**Given passage**
******************************
Is Sharon's policy of "targeted assassinations" halting suicide attacks? It's obvious that one of these state-sponsored murders actually motivated the suicide bomber who struck Maxim's, the popular Haifa restaurant owned by two families, one Jewish and one Arab.
Hanadi Tayseer Jaradat, a 29-year-old Palestinian lawyer, blew herself up in the crowded beachside restaurant on Oct. 4, killing 19 Israelis, including five Arab Israelis. Jaradat sought revenge for the June 12 deaths of her brother, Fadi, and her cousin, Salah Jaradat. Fadi, a produce vendor, was the Jaradat family's main breadwinner. Israeli undercover soldiers shot and killed the two men while they were drinking coffee outside their house, in front of Hanadi and her cousin Salah's wife. Their bodies were thrown into an IDF truck and dumped outside of town.
 
A Witness to Terror
 
Hanadi was hospitalized, prostrate with grief, after witnessing the shootings. Four months later, this bright young lawyer, whose educational achievements had brought pride to her entire neighborhood in Jenin, was dead, along with 19 innocent diners. Does Sharon's penchant for "targeted assassinations" halt terrorism, or does it actually encourage recruitment of new suicide bombers?
 
The numbers speak for themselves. More than a hundred bombers, including four women, have carried out successful attacks since Sharon took office. Israel has assassinated more than 196 Palestinians who may or may not have been planning terrorism—since they were never tried, we will never know. They left behind many hundreds of relatives ready to avenge the deaths of their loved ones.
 
Within hours of the suicide bombing, Israeli soldiers demolished the Jaradat family's home. This is one of Sharon's favorite collective punishments, meted out to the relatives of "terrorists" (not, however, of Jewish terrorists such as Yigal Amir, who assassinated Prime Minister Yitzhak Rabin, or Baruch Goldstein, who massacred 29 Palestinians praying in Hebron's Ibrahimi Mosque). Are these home demolitions an effective deterrent to terrorism? It's hard to decide if a potential bomber pays much attention to that inevitable consequence as he or she straps on the explosives. After all, it is always possible that a Palestinian's family home will be bulldozed because it is too close to a new wall/settlement/road/restricted area or was not issued a building permit.
 
Finally, has Sharon's policy of first ignoring, then isolating, and finally threatening to kill or deport the Palestinians' elected leader Arafat worked? Or has it strengthened the man, already weakened by illness and charges of corruption, and made him a greater potential martyr to the Palestinian cause? Arafat's compound is now guarded by Israeli and international peace activists. Evidently Sharon found it easier, and less likely to cause an international outcry, to bomb Syria than to kill Arafat.
******************************
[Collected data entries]
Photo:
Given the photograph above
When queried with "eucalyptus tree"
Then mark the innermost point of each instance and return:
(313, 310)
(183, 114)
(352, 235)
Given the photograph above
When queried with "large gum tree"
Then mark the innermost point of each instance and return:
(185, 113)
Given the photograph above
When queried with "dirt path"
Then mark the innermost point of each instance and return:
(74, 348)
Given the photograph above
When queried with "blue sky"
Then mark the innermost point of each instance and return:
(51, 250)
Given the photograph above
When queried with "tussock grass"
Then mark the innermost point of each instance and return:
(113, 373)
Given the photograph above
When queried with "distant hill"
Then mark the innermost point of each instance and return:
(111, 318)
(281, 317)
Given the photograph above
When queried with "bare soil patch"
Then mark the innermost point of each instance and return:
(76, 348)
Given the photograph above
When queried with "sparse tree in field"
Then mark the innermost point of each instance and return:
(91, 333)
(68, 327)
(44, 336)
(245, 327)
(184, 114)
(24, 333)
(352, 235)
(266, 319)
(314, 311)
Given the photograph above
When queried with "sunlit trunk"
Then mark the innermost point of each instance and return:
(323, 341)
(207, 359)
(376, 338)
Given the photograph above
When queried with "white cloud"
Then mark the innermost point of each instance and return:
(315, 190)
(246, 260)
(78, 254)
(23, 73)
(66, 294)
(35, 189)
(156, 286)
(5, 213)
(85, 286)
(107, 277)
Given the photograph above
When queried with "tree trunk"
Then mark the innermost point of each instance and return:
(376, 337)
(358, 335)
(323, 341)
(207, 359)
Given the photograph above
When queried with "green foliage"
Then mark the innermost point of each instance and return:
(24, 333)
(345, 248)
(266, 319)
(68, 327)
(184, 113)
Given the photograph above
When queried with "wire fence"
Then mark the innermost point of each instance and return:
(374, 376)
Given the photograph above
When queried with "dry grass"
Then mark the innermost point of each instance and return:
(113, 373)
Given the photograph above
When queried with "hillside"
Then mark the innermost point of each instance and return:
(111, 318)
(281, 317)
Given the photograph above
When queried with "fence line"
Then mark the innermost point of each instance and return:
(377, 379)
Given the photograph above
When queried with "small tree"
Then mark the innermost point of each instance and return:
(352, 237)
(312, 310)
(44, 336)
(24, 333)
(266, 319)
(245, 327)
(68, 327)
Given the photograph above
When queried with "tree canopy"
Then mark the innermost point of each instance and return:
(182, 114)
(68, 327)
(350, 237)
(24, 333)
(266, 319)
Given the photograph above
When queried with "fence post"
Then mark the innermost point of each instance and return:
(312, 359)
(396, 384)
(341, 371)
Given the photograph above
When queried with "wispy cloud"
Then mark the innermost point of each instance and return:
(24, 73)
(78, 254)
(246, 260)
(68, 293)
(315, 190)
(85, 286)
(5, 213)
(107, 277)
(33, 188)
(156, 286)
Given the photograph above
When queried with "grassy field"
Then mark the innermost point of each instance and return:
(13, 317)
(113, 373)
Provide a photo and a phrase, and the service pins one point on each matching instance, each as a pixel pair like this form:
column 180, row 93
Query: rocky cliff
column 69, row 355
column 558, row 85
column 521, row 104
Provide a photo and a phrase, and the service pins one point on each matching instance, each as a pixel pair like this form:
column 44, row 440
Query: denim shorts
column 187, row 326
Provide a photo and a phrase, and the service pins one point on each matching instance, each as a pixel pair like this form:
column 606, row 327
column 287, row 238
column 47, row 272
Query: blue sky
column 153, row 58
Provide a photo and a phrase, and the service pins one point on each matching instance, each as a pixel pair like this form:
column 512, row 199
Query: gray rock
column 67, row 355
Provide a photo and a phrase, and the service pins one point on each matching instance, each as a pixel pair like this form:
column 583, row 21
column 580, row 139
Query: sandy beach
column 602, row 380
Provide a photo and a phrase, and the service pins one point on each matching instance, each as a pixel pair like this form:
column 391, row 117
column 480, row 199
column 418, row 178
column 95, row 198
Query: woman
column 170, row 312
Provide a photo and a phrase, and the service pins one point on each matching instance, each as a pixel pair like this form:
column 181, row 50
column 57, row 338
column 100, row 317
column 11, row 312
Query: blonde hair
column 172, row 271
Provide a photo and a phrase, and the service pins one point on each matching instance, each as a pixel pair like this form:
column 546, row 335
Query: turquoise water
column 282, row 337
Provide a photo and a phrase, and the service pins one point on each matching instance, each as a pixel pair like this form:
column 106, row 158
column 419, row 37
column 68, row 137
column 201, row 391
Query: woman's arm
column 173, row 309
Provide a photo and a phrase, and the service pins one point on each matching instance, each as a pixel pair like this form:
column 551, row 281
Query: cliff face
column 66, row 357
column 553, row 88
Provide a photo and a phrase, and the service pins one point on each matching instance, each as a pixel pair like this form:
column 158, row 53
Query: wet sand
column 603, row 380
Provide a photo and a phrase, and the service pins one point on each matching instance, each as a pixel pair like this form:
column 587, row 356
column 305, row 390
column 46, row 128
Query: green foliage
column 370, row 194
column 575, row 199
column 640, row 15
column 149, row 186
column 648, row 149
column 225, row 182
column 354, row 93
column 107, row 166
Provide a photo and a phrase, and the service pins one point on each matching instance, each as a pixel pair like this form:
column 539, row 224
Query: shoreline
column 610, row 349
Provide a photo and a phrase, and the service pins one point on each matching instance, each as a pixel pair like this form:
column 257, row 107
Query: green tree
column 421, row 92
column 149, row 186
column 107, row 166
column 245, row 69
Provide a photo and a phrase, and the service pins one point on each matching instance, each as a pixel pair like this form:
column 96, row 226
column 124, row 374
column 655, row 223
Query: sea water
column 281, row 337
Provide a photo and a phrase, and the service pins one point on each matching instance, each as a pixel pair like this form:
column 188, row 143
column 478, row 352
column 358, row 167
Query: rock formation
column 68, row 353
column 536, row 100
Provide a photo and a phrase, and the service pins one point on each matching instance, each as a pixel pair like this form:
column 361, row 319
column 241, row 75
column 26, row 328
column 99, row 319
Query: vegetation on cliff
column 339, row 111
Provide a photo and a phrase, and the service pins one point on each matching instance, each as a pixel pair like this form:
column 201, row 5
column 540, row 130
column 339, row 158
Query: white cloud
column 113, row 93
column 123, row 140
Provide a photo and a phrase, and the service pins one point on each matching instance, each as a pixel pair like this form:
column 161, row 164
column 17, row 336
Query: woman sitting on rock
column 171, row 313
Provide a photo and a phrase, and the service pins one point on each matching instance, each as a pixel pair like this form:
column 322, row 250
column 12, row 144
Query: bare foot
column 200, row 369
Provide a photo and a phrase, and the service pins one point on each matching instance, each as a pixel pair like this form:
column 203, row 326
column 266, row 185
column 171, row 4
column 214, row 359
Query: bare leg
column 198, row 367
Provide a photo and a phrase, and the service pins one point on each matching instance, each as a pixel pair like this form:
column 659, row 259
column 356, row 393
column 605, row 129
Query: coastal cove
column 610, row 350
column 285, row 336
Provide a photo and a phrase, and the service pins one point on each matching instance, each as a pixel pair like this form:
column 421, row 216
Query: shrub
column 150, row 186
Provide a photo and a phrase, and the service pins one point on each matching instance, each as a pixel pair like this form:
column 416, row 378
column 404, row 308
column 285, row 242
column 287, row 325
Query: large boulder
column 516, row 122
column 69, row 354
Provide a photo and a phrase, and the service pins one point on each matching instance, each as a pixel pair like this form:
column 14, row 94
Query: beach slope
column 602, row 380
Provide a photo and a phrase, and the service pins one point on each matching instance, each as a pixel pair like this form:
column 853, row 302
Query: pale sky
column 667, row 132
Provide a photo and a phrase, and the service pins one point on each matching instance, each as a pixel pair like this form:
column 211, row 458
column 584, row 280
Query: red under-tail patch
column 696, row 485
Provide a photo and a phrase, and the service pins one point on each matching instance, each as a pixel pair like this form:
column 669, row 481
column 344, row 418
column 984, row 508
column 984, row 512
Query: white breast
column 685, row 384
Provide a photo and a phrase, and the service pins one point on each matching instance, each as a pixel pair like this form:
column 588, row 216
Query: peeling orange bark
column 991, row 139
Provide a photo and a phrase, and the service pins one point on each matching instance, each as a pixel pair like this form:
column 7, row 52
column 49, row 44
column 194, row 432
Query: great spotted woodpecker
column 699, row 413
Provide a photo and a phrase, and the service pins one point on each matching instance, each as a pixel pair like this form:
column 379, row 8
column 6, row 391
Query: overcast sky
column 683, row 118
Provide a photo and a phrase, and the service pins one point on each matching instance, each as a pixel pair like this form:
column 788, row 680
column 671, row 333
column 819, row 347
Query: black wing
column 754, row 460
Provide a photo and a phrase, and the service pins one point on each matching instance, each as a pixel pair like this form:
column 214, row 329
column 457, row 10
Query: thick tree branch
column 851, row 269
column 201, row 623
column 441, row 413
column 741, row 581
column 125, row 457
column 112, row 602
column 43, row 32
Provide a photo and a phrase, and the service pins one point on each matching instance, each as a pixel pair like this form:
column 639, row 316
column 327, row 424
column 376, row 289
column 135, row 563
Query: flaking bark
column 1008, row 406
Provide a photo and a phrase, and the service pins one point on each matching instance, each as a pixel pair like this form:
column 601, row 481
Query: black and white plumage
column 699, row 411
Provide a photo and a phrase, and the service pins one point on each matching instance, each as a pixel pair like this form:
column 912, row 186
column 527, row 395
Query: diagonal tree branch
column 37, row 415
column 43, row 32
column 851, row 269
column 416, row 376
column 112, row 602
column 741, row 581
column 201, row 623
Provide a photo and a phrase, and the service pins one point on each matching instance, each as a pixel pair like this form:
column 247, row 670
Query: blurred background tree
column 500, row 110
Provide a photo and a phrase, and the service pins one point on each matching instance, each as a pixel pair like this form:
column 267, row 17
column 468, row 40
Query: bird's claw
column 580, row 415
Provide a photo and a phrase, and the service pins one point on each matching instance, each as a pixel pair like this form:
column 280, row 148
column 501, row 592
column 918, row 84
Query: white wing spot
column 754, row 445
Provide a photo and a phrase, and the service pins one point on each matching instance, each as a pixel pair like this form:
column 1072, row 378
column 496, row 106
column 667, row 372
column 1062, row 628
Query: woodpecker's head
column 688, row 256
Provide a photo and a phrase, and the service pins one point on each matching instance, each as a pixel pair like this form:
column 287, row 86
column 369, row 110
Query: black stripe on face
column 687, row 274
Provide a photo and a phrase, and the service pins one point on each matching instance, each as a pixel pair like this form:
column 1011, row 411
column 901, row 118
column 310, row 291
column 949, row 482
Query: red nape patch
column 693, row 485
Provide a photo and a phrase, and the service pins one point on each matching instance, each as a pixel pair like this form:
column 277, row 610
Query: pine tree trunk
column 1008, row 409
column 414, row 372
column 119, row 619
******************************
**Work order 1**
In the passage on Sharon's policies, take the part that opens with "Hanadi Tayseer Jaradat, a" and closes with "outside of town.", and write it out again with "produce vendor" switched to "market trader".
**Work order 2**
Continue the commentary on Sharon's policies past its final sentence.

**Task response 1**
Hanadi Tayseer Jaradat, a 29-year-old Palestinian lawyer, blew herself up in the crowded beachside restaurant on Oct. 4, killing 19 Israelis, including five Arab Israelis. Jaradat sought revenge for the June 12 deaths of her brother, Fadi, and her cousin, Salah Jaradat. Fadi, a market trader, was the Jaradat family's main breadwinner. Israeli undercover soldiers shot and killed the two men while they were drinking coffee outside their house, in front of Hanadi and her cousin Salah's wife. Their bodies were thrown into an IDF truck and dumped outside of town.

**Task response 2**
 
"Israel must return to the so-called Green Line—the border before the 1967 Six Day War," advises The Washington Post's Cohen and other American true friends of Israel. "It must dismantle most of the settlements. It must do this because occupation is corrupting and, in the long run, impossible. The more Israel expands or retains settlements, the more it gets stuck in a quagmire where the enemy is everywhere."
 
Ariel Sharon cannot distract Israeli voters and American supporters for much longer. He may bomb and threaten Syria, Lebanon, and even Iran. The Likud government can provoke hopeless Palestinian patriots into committing ever more horrific suicide bombings by killing, bulldozing, and destroying their dream for statehood and a normal life. Israel can continue building its wall to isolate Palestinians and protect illegal Jewish-only settlements. In the end, however, Sharon's policies will cause the eventual demise of the Jewish state.
 
Sooner or later it will dawn on both Israelis and Americans that terrorism can never be defeated by brute military force. When that happens, voters in Israel (as well as in the U.S. and Britain) will demand an end to war. They'll demand a "recall" of their own and cast their votes for a leader who uses words, not bombs, and who promises hope and peace, not more despair.
 
Only a just political agreement can end the tragic cycle of violence—in Israel, Palestine, Afghanistan, Iraq, Cyprus, Kashmir, and other nations wracked by terror.

Delinda C. Hanley, is news editor of the Washington Report on Middle East Affairs.